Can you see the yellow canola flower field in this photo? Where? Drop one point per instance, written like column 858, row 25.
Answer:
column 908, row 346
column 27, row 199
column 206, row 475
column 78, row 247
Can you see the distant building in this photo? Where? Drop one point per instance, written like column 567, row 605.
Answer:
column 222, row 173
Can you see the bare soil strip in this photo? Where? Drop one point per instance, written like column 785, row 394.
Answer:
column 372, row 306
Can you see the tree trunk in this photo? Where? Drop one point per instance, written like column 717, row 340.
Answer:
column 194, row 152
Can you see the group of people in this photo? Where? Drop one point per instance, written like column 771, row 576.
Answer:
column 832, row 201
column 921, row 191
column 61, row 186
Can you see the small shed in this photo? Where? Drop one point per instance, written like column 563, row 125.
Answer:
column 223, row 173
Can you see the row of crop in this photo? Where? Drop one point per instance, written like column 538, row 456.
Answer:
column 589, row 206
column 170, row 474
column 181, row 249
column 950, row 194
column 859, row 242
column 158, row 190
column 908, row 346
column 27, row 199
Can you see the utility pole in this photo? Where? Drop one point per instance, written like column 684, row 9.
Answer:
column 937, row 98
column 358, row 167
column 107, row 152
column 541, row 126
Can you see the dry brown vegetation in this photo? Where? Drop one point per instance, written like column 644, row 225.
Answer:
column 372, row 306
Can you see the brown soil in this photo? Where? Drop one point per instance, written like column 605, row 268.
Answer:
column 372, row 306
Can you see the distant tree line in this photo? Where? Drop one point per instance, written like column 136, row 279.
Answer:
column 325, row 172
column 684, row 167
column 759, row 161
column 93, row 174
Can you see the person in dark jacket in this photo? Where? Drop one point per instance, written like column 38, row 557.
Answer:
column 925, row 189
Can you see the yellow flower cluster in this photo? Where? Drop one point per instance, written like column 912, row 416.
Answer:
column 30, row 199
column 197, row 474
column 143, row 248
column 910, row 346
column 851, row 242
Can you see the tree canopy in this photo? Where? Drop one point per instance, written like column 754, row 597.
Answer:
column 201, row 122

__Set problem__.
Retype the whole listing above exactly.

__Result of this task__.
Can you see the yellow canola flower field in this photo? Where? Drop one point per instance, written like column 858, row 25.
Answer:
column 908, row 346
column 27, row 199
column 206, row 475
column 78, row 247
Can you see the distant building in this photo? Where? Drop one point per instance, written like column 567, row 605.
Answer:
column 222, row 173
Can you see the bare soil strip in this photo? Where? Drop one point per instance, written like column 785, row 394.
Answer:
column 372, row 306
Can you see the tree trunk in this photo? Where? Drop one point per instance, written like column 717, row 340.
Answer:
column 194, row 152
Can you see the group of people in this photo? Where? Drop one point per instance, written like column 771, row 576.
Answer:
column 832, row 201
column 921, row 191
column 61, row 186
Can you see the small shed in this photo? Where? Drop one point per instance, written like column 563, row 125.
Answer:
column 223, row 173
Can you see the row of crop in this photo? Where? Drop one point per instance, written like column 538, row 456.
Answer:
column 589, row 206
column 170, row 474
column 181, row 249
column 950, row 194
column 859, row 242
column 158, row 190
column 908, row 346
column 27, row 199
Can you see the utility pole in this photo? Where? Drop one point per instance, written like column 684, row 9.
Answer:
column 937, row 98
column 358, row 167
column 107, row 152
column 541, row 126
Can you see the dry brown vegetation in this photo? Where? Drop one point per instance, written like column 644, row 225.
Answer:
column 372, row 306
Can you see the brown soil in this photo? Where? Drop one point per instance, written like column 605, row 268.
Answer:
column 372, row 306
Can you see the distant tree line in this photo? Where? Drop one point per instance, written like column 136, row 279.
Answer:
column 325, row 172
column 684, row 167
column 759, row 161
column 93, row 174
Can you see the person in dark jacket in this photo? Where? Drop one point per instance, written like column 38, row 557.
Answer:
column 925, row 189
Can you see the yellow flower cluster in this photo? Where? Drop one point per instance, written like column 912, row 416.
Answer:
column 30, row 199
column 197, row 474
column 143, row 248
column 910, row 346
column 851, row 242
Can you see the tree canopy in this photo? Where? Drop one point per instance, written like column 754, row 597.
Answer:
column 201, row 122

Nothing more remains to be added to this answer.